> GIVEN TEXT:
Halley’s observations are probably not of great value to climate scientists: his instruments were state-of-the-art for 1699, but it took decades longer for such observations to became accurate and plentiful enough for climate reconstructions. He did set a precedent though – possibly as the first person to go to sea with a barometer and a thermometer – and we’re still following his example more than 300 years later.
Working with the logbooks has done wonders for my knowledge of global geography. If it’s at sea level, one of our ships has probably been there, or at least mentioned sighting it on the way past, and we can travel, vicariously, with them; from Abadan to Zanzibar by way of Cockatoo Island, Fernando Po, Nuku’alofa, Surabaya, and Wuhu (with assistance from lighthouses on Mwana Mwana, Muckle Roe, and Makatumbe).
We’d expect the Royal Navy to spend most of their time in British ports, but we deliberately chose the logs we’re looking at to include those going foreign, and omit the stay-at-homes, because this gives us better information on global weather. This choice means that foreign ports are the most frequently mentioned in our logs. In the 300,000 or so log-pages we’ve looked at so far, Hong Kong tops the ‘most visited’ table (with 23,000 mentions), followed by Bermuda and Shanghai. The first UK port comes in fourth: Devonport (6000 mentions) and though most of these are for the UK naval base near Plymouth, its statistics are boosted by the existence of another base of the same name in Auckland.
The existence of two Devonports highlights a difficulty we run into in using the port names. When the ship is in port, and sometimes when it is operating close to land, the port name or landmark is the only information we have on the ship’s location. So we have to convert the name into a latitude and longitude, and this can be challenging. For many ports a position is not hard to find: Gibraltar, Bombay, Glasgow and Aden are all well known. Many more are only a quick web search away: Esquimalt is on Vancouver Island, Thursday Island is in the Torres strait, and Walvis Bay is in Namibia.
After that it gets harder – East London is nowhere near East London, St Vincent usually means Cape Verde, rather than the identically named place in the West Indies or the Portuguese headland made famous by the battle of 1797. ‘No. 10 dock’, ‘No. 5 buoy’, and ‘No. 7 warf’ are all in Plymouth, but ‘on patrol’, ‘southern base’, and ‘on surveying ground’ could be anywhere.

[Pointing entries for labeled objects]
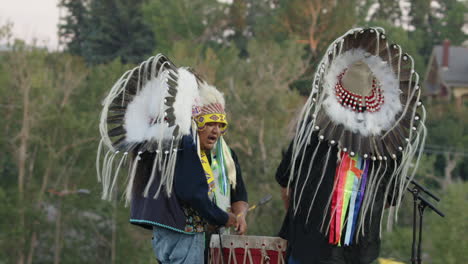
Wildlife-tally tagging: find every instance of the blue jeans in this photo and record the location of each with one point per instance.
(178, 248)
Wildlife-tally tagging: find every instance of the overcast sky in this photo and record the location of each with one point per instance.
(32, 19)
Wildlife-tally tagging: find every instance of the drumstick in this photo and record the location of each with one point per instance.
(262, 201)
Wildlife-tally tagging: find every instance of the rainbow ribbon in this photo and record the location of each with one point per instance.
(350, 181)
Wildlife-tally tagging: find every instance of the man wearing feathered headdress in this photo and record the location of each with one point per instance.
(183, 175)
(357, 146)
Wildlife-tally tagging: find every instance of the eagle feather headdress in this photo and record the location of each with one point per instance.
(150, 108)
(365, 99)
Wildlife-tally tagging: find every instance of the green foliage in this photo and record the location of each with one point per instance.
(248, 51)
(101, 31)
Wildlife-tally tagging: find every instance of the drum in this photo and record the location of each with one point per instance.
(247, 250)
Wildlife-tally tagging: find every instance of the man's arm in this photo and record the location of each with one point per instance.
(191, 187)
(239, 199)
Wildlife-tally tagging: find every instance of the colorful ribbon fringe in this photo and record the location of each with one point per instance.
(350, 184)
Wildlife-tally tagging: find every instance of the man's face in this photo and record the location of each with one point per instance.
(210, 135)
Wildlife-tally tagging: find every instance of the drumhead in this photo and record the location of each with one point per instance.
(236, 241)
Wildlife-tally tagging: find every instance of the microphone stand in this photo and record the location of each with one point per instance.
(419, 204)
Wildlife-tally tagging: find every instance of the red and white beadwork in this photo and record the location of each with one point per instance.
(356, 102)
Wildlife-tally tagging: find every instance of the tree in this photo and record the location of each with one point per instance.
(101, 31)
(73, 27)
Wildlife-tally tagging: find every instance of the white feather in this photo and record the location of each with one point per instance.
(376, 122)
(149, 105)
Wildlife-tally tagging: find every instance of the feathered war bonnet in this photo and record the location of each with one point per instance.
(365, 100)
(150, 108)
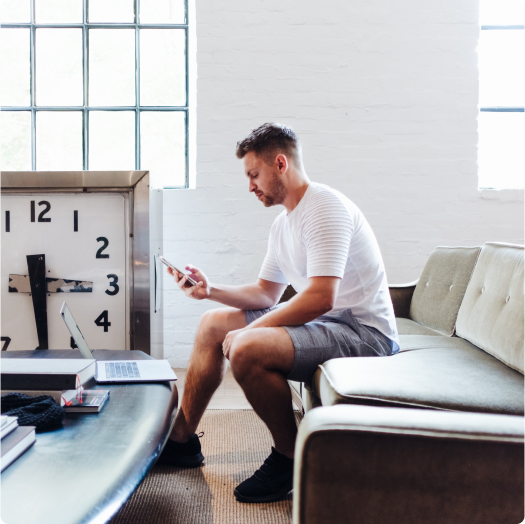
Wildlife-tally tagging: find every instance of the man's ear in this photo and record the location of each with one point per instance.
(281, 162)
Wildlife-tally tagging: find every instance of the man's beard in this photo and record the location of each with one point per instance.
(276, 193)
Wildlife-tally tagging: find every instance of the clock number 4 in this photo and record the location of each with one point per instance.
(102, 321)
(42, 213)
(105, 244)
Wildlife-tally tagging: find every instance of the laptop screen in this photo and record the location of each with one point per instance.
(75, 332)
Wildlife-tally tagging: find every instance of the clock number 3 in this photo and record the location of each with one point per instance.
(102, 321)
(113, 284)
(105, 244)
(42, 213)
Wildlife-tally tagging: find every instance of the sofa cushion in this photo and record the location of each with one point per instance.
(492, 314)
(440, 289)
(409, 327)
(429, 372)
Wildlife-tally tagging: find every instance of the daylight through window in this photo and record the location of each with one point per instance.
(502, 94)
(95, 84)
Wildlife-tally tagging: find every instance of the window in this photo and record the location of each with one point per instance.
(95, 84)
(502, 94)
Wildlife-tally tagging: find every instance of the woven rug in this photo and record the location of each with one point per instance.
(235, 444)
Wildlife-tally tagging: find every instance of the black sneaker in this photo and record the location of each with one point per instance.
(187, 455)
(273, 481)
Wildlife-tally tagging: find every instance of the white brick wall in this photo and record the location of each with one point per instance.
(384, 97)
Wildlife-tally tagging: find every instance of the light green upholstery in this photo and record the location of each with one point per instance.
(441, 287)
(430, 372)
(492, 315)
(370, 465)
(409, 327)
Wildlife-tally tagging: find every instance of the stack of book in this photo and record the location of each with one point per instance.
(62, 379)
(14, 440)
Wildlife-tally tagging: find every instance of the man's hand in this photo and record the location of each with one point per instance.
(198, 292)
(228, 341)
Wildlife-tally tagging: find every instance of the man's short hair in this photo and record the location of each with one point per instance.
(270, 140)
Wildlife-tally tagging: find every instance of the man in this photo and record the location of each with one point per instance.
(322, 245)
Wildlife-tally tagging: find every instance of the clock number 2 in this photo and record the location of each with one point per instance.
(113, 284)
(102, 321)
(42, 213)
(105, 244)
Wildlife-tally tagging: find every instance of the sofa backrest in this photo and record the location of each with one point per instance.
(492, 315)
(441, 287)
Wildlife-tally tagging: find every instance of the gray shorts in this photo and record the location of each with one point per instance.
(329, 336)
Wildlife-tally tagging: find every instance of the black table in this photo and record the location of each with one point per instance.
(86, 471)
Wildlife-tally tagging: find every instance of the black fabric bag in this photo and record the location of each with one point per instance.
(42, 412)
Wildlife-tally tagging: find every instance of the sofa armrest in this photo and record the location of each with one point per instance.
(401, 295)
(408, 466)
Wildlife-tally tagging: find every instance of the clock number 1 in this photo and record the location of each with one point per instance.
(105, 244)
(102, 321)
(42, 213)
(113, 284)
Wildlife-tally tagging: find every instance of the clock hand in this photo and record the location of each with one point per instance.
(36, 266)
(21, 284)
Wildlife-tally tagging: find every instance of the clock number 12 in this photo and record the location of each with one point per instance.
(102, 321)
(42, 213)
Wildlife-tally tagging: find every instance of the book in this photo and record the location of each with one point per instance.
(46, 374)
(61, 397)
(92, 401)
(14, 444)
(10, 425)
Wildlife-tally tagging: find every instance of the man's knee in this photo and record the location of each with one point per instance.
(243, 358)
(216, 323)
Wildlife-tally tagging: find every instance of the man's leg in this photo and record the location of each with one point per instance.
(206, 368)
(260, 359)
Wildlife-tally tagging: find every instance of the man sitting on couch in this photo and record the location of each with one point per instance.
(323, 246)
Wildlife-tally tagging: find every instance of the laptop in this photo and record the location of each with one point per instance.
(118, 371)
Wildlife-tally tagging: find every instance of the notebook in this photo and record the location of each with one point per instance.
(118, 371)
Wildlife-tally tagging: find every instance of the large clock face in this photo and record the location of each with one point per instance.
(57, 247)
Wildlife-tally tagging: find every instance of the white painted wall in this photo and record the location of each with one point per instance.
(384, 97)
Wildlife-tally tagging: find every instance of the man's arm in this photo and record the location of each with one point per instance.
(317, 299)
(262, 294)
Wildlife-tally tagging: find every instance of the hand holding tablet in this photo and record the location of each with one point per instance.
(190, 280)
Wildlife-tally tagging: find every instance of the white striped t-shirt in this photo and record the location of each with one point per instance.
(327, 235)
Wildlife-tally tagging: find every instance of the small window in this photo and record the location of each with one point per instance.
(502, 94)
(95, 84)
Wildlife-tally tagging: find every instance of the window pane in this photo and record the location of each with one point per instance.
(15, 12)
(112, 67)
(162, 67)
(116, 11)
(59, 67)
(501, 150)
(162, 12)
(111, 140)
(15, 141)
(502, 68)
(59, 140)
(163, 147)
(58, 11)
(14, 67)
(502, 12)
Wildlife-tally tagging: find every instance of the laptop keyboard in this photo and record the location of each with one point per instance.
(122, 370)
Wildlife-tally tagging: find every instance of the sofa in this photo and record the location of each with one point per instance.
(435, 433)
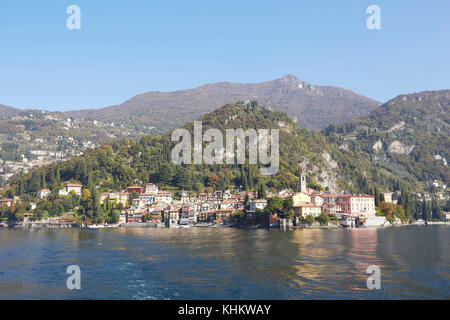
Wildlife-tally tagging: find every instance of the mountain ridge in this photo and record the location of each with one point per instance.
(315, 107)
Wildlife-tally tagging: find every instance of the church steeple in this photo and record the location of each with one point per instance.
(302, 181)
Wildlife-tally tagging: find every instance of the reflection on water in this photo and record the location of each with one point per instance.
(216, 263)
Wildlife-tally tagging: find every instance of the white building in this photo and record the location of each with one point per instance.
(147, 198)
(71, 187)
(257, 204)
(43, 193)
(151, 188)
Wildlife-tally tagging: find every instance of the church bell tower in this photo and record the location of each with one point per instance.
(302, 181)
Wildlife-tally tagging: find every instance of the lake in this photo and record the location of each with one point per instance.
(226, 263)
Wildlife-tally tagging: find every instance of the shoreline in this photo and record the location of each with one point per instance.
(154, 225)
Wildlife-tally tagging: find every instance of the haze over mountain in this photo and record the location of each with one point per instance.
(314, 107)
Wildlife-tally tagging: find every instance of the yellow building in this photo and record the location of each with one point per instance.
(300, 197)
(304, 209)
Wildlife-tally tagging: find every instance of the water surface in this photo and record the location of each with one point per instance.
(226, 263)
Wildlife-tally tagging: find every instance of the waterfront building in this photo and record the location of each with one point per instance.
(147, 198)
(317, 199)
(300, 197)
(257, 204)
(304, 209)
(151, 188)
(302, 181)
(357, 204)
(138, 189)
(163, 196)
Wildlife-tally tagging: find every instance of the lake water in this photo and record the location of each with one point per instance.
(226, 263)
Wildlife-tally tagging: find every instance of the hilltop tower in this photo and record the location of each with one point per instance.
(302, 181)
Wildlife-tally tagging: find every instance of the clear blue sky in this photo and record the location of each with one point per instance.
(129, 47)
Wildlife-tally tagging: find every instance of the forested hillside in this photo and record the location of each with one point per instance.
(126, 162)
(408, 136)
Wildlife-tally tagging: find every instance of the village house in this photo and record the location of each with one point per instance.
(120, 197)
(172, 216)
(69, 188)
(224, 216)
(184, 196)
(317, 199)
(304, 209)
(138, 189)
(331, 208)
(6, 202)
(43, 193)
(300, 197)
(164, 196)
(357, 204)
(147, 198)
(257, 204)
(388, 197)
(151, 188)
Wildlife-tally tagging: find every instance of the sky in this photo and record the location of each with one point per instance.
(124, 48)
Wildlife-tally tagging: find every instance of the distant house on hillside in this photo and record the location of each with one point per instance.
(71, 187)
(43, 193)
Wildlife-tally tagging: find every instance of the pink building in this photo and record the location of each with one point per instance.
(357, 204)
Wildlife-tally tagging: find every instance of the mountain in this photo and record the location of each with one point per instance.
(6, 111)
(125, 162)
(313, 107)
(408, 136)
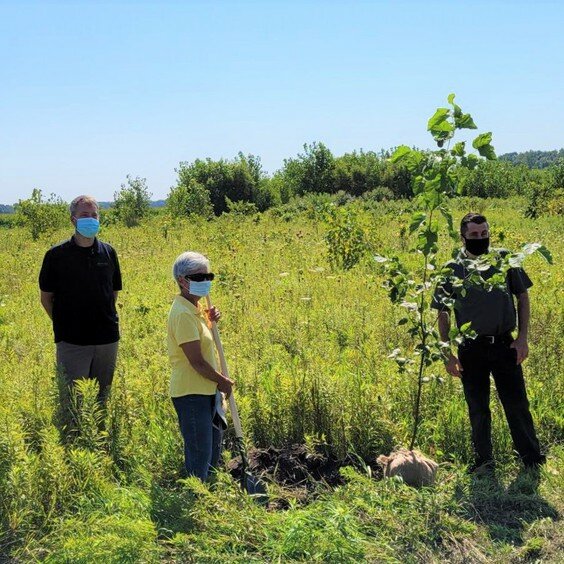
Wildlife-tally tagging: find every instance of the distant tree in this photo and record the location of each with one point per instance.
(534, 159)
(496, 179)
(190, 199)
(358, 172)
(132, 201)
(41, 215)
(557, 171)
(312, 171)
(236, 180)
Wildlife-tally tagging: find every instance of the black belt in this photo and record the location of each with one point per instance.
(492, 339)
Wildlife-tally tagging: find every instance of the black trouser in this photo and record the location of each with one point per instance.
(479, 358)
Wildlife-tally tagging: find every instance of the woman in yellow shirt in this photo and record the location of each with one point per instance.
(195, 383)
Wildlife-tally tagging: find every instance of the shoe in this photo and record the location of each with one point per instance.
(482, 467)
(535, 462)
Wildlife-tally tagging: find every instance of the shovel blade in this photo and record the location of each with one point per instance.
(255, 488)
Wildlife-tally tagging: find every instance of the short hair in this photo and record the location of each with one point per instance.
(84, 199)
(188, 263)
(471, 218)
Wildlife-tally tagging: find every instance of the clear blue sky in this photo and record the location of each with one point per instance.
(93, 91)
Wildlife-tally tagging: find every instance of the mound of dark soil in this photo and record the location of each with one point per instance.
(295, 466)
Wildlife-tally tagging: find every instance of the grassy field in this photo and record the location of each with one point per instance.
(308, 348)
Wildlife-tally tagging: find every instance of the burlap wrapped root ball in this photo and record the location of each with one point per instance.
(415, 468)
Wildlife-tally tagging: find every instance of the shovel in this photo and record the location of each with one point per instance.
(249, 483)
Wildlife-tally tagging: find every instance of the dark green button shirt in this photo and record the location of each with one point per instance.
(489, 312)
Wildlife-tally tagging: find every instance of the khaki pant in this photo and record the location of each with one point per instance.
(88, 361)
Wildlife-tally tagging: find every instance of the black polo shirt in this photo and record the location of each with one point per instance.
(83, 281)
(490, 312)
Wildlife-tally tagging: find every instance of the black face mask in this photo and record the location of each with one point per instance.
(477, 247)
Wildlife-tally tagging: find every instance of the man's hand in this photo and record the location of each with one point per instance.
(213, 314)
(522, 348)
(225, 385)
(453, 366)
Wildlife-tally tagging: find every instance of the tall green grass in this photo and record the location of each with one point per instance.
(307, 347)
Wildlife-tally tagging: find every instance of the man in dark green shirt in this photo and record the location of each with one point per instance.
(491, 314)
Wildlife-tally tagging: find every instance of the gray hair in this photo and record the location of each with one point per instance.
(188, 263)
(84, 199)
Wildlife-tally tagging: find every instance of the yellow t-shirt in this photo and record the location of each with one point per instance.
(187, 323)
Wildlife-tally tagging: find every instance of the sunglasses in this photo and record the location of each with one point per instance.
(200, 276)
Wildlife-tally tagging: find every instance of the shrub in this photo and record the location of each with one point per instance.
(132, 201)
(311, 171)
(346, 238)
(358, 172)
(40, 215)
(236, 180)
(189, 199)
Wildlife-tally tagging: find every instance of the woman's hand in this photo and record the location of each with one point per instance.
(213, 314)
(225, 385)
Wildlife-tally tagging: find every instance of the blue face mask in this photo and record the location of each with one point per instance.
(200, 288)
(87, 226)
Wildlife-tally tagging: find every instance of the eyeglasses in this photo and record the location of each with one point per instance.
(200, 276)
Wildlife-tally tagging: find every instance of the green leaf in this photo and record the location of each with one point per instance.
(482, 144)
(459, 149)
(400, 153)
(464, 121)
(417, 219)
(482, 140)
(438, 122)
(488, 152)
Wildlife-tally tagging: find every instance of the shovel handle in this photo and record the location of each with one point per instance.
(232, 405)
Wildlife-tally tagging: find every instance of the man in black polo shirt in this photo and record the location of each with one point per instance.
(491, 312)
(79, 281)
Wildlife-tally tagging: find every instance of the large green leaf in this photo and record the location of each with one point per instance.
(417, 219)
(459, 149)
(400, 153)
(438, 122)
(482, 140)
(464, 121)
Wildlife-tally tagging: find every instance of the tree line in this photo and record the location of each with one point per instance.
(207, 187)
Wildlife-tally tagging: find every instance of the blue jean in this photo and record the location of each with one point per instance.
(202, 431)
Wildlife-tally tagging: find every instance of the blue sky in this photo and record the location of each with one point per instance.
(93, 91)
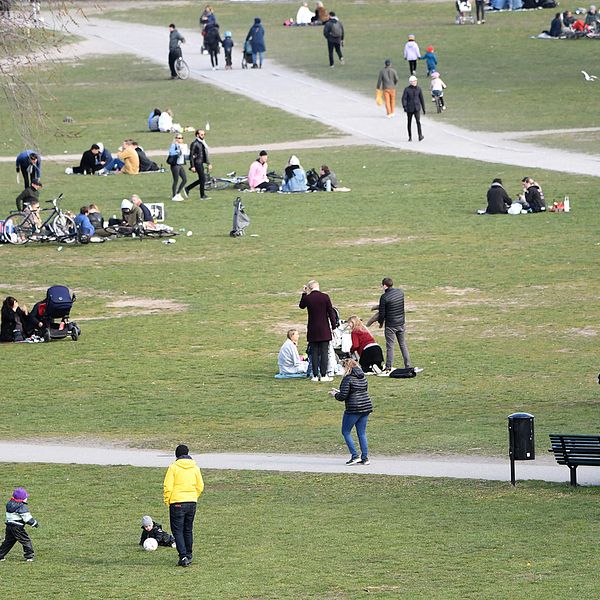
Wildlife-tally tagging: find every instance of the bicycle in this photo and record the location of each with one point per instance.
(21, 227)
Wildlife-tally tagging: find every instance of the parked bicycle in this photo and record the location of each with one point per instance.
(22, 227)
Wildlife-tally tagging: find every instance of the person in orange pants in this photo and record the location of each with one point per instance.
(387, 81)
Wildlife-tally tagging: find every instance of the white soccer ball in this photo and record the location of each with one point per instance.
(150, 544)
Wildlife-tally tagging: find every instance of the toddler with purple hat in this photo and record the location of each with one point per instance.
(17, 516)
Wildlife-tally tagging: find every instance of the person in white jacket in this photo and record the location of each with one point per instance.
(289, 360)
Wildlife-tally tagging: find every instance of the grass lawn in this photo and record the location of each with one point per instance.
(499, 79)
(287, 536)
(181, 341)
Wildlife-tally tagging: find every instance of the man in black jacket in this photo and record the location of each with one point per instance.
(198, 158)
(413, 104)
(391, 312)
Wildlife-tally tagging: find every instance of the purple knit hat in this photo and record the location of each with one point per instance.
(20, 494)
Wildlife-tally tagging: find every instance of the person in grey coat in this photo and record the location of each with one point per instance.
(391, 314)
(413, 104)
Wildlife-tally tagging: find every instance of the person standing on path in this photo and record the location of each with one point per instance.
(387, 82)
(413, 103)
(412, 54)
(175, 38)
(182, 487)
(256, 37)
(333, 30)
(354, 392)
(321, 320)
(199, 158)
(391, 313)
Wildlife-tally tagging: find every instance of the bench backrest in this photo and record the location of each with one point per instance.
(575, 449)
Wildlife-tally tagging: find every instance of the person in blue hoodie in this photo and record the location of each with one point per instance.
(17, 516)
(354, 392)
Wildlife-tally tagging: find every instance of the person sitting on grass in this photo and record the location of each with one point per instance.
(152, 529)
(289, 360)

> REQUIRED WORK:
a. According to the passage on naval logbooks, which port tops the "most visited" table, and with how many mentions?
b. Summarize the passage on naval logbooks in three sentences.
c. Carry on the passage about naval logbooks from its final sentence.

> ANSWERS PROVIDED:
a. Hong Kong, with 23,000 mentions.

b. Halley, possibly the first person to go to sea with a barometer and a thermometer, set a precedent still followed today, though his observations are probably not of great value to climate scientists. The logs being examined were deliberately chosen to include ships going foreign, so foreign ports such as Hong Kong, Bermuda and Shanghai are mentioned most often. Because a port name is sometimes the only clue to a ship's location, it must be converted into latitude and longitude, which ranges from easy for well-known ports to impossible for entries like "on patrol."

c.
The Navy are renowned for their courage and seamanship. Their orthography and penmanship are a little more variable, so we have Wei Hai Wei (2345 entries), Wei-hai-wei (1357), Wei hai Wei (633), Wei hai wei (314), Wei-Hai-Wei (231), wei hai wei (91), wei lai wei (69), Weihai wei (57), wei-hai-wei (53), Wei hei wei (33), Wei-hei-wei (32), WEI HAI WEI (30), and even W.H.W (26) – all of which are references to the same place.
With the technology of 1914-22, sorting all this out into a set of positions would have been a terrible job; but modern internet search engines, atlases, encyclopaedias and gazetteers are very powerful tools for tracking down obscure and badly spelt place-names. Today I’m particularly grateful that I live in the future.
I was really excited to see, a few days ago, that we’ve now completed the logs for 100 ships (100! and that only includes those where every page has been looked at by at least three people – there are many more making good progress). So we’ve now got enough information to look at the results from the fleet as a whole, as well as individual ships.
As one way of doing this I’ve made a video showing the ship movements from all the completed pages so far: Every point is one digitised weather observation, coloured by pressure (red=high, blue=low). At 10 days a second it takes 5 minutes to get through 1914-22, but there’s plenty to see – I like such visualisations because they always bring out new information:
Apart from the weather information (watch the sporadic outbursts of widespread low pressure – bad weather – in the North Atlantic), I like the way one ship settles in Bermuda – apparently determined to watch out the whole war from there; I bet that’s a very desirable posting. It’s also notable how big an effect the war apparently has on the patterns of movement – there is an explosion of activity in August 1914 and a clear reduction in late 1918. The war gets very little mention in the logbooks, but our results still indicate that it had a big impact on the activity of the ships.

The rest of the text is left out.